--- Text segment ---

Coastal town in Mayiladuthurai district, Tamil Nadu, India

Tharangambadi (/ta/), formerly Tranquebar (Trankebar, /da/), is a town in the Mayiladuthurai district of the Indian state of Tamil Nadu on the Coromandel Coast. It lies 15 km north of Karaikal, near the mouth of a distributary named Uppanar of the Kaveri River. It was established on 19 November 1620 as the first Danish trading post in India. King Christian IV had sent his envoy Ove Gjedde who established contact with Raghunatha Nayak of Thanjavur. An annual tribute was paid by the Danes to the Rajah of Tanjore until the colony was sold to the British East India Company in 1845.

Tharangambadi is the headquarters of Tharangambadi taluk. Its name means "place of the singing waves"; the old designation Trankebar remains current in modern Danish. Tharangambadi is located at the distance of 285 km from Chennai. The nearest airport is Tiruchirappalli International Airport, 172 km away and the nearest port is at Karaikal at 26 km. It is served by Tharangambadi railway station.

--- Extracted data ---

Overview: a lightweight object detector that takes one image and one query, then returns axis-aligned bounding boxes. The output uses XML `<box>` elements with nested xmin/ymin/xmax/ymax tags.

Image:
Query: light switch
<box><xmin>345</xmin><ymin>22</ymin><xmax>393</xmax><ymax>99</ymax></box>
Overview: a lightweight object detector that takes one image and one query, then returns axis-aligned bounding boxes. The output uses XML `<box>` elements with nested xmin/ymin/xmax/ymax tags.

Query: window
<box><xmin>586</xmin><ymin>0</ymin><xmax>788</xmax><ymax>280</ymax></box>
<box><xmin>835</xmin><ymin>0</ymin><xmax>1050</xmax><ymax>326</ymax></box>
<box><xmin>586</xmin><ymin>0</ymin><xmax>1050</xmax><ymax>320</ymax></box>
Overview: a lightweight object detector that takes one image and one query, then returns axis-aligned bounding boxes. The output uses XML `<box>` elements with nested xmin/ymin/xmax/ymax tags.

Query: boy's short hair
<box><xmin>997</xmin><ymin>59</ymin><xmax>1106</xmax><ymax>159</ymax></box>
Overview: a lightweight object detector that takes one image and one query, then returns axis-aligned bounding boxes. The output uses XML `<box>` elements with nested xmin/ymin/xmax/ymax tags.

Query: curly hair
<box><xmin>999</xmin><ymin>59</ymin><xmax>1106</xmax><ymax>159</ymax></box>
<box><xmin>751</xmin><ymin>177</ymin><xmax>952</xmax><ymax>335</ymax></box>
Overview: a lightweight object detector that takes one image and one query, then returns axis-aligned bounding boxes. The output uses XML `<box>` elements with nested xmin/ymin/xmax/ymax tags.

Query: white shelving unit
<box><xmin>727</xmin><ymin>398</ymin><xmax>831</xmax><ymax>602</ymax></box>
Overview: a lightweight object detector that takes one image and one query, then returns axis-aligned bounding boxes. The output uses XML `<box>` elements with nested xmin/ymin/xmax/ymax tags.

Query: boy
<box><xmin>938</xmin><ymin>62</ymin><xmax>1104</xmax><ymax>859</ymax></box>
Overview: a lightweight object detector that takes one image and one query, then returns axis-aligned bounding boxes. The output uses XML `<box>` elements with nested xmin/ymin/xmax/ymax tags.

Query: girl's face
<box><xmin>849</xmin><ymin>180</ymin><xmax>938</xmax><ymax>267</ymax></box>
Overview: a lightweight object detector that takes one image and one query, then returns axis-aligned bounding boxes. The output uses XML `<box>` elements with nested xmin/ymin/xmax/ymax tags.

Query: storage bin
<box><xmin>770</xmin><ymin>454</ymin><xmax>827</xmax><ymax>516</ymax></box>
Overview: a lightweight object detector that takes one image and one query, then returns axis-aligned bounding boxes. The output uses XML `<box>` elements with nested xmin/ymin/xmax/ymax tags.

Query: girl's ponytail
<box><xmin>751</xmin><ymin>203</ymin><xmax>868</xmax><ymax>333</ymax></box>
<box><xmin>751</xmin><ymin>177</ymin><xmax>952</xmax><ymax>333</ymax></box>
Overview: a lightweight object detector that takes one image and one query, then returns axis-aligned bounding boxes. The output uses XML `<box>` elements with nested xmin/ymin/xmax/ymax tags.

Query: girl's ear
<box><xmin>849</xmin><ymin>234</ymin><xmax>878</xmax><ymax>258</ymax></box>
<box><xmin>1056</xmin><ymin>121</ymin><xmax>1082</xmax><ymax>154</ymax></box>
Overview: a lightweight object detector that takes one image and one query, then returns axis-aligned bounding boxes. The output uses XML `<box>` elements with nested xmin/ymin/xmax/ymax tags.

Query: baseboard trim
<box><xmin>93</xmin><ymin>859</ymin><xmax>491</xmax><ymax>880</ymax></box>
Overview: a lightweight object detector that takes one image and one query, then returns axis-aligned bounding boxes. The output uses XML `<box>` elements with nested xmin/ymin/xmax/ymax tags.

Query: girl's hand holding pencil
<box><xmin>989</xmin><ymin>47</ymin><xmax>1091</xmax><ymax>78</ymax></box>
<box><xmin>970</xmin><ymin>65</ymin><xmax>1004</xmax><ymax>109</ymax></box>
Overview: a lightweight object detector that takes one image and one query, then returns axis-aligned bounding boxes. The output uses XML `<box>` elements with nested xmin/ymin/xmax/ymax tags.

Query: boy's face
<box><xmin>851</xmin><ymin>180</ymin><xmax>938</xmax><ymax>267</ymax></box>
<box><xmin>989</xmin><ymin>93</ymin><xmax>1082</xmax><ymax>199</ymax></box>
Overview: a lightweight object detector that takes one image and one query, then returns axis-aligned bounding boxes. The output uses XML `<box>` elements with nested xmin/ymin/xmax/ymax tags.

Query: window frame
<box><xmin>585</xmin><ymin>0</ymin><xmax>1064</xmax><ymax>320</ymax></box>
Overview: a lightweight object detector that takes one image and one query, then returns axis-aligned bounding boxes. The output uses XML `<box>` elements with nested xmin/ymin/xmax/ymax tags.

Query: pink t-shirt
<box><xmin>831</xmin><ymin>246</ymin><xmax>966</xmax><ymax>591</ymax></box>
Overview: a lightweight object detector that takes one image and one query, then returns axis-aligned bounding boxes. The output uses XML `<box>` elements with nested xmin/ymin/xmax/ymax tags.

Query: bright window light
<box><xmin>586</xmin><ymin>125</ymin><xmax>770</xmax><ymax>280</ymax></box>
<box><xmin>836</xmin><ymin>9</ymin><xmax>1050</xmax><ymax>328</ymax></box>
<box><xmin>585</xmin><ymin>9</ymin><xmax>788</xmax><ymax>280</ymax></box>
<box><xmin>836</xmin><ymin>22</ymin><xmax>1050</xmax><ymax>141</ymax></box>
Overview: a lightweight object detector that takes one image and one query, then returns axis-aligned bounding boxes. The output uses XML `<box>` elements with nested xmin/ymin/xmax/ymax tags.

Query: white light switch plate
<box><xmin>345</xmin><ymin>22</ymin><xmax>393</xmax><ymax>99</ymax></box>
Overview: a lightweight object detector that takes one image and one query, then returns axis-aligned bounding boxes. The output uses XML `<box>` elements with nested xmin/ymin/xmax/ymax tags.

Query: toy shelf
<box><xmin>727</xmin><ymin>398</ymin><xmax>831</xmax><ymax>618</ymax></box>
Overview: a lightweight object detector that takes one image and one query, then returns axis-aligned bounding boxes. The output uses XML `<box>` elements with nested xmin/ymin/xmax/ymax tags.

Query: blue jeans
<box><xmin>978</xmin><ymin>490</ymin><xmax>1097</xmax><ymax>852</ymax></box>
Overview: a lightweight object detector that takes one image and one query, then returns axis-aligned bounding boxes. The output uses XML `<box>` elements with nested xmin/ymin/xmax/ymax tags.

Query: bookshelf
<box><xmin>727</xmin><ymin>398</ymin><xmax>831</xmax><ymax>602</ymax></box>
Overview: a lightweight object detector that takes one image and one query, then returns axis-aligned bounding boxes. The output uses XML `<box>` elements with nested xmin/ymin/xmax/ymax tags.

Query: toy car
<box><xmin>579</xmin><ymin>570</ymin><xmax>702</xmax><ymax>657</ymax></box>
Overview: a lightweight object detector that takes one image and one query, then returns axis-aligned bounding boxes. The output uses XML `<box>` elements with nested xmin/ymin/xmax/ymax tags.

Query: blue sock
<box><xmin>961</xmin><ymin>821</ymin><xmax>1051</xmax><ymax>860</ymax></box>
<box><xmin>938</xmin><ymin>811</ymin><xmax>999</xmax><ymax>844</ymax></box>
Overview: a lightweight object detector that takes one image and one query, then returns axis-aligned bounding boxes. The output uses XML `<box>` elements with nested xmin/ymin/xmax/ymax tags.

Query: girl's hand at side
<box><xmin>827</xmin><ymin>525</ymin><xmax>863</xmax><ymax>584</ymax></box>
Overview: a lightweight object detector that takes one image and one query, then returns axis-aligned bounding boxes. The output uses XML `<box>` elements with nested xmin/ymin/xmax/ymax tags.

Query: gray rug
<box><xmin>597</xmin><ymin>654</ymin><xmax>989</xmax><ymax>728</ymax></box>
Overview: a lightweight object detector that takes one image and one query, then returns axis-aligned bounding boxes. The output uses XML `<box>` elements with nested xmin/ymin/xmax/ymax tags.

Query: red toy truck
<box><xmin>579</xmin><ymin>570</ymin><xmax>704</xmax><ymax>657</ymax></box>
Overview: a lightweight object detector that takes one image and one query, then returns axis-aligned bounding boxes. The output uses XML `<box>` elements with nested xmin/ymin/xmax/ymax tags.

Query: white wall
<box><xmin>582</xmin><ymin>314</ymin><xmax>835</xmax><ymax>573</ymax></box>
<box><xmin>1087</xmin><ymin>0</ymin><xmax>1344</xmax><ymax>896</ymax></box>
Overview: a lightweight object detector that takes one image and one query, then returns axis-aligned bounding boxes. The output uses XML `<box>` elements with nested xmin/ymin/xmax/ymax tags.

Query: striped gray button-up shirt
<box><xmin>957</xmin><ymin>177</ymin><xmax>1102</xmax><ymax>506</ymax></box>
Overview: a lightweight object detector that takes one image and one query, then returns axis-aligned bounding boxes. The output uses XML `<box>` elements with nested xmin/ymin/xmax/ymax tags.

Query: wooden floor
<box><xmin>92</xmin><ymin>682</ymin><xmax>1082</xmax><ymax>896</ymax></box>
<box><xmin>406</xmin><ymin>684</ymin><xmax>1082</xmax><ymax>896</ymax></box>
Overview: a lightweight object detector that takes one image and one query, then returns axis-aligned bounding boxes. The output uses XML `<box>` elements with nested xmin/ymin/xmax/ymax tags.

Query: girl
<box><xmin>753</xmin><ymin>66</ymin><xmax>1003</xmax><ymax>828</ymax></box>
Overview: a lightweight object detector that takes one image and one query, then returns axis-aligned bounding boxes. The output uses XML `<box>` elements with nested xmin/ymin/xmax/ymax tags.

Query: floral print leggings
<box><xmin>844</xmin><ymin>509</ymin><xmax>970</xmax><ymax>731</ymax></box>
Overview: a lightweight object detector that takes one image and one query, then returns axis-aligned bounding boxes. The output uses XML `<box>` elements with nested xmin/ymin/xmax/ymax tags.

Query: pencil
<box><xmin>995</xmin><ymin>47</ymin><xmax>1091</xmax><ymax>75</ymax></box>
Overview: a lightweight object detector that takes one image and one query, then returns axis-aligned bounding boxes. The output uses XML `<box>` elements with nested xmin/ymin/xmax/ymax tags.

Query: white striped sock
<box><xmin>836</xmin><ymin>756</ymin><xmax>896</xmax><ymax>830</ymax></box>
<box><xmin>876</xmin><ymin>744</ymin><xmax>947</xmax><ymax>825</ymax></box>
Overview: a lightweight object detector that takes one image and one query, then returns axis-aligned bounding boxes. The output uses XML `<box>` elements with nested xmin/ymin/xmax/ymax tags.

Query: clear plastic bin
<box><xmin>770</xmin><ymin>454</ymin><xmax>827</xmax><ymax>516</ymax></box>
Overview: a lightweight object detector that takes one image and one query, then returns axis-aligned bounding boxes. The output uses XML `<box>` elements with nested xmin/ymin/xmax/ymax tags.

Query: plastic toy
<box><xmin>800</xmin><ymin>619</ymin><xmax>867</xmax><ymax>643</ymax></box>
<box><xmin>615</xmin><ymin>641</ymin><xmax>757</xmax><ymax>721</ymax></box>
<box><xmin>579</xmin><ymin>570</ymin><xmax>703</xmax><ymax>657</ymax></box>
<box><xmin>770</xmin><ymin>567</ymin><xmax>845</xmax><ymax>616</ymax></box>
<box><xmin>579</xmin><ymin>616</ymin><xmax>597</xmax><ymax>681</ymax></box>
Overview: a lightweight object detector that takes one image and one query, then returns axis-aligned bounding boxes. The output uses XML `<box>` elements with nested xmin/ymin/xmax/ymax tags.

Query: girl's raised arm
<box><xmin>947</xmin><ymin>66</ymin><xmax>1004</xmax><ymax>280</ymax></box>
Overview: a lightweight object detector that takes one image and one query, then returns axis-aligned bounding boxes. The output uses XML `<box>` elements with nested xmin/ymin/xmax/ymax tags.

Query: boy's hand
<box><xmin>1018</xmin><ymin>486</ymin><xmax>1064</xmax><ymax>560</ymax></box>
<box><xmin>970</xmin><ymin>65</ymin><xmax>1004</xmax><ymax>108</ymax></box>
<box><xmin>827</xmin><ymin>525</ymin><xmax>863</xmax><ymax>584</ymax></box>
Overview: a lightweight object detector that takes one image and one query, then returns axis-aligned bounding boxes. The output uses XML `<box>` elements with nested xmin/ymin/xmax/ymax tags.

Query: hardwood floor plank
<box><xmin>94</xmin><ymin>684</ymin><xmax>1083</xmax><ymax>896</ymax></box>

---

**Action item:**
Copy the part of the passage on Tharangambadi that opens with the words containing "Tharangambadi (/ta/), formerly" and closes with "Company in 1845.". The records come from a separate source.

**Reply:**
Tharangambadi (/ta/), formerly Tranquebar (Trankebar, /da/), is a town in the Mayiladuthurai district of the Indian state of Tamil Nadu on the Coromandel Coast. It lies 15 km north of Karaikal, near the mouth of a distributary named Uppanar of the Kaveri River. It was established on 19 November 1620 as the first Danish trading post in India. King Christian IV had sent his envoy Ove Gjedde who established contact with Raghunatha Nayak of Thanjavur. An annual tribute was paid by the Danes to the Rajah of Tanjore until the colony was sold to the British East India Company in 1845.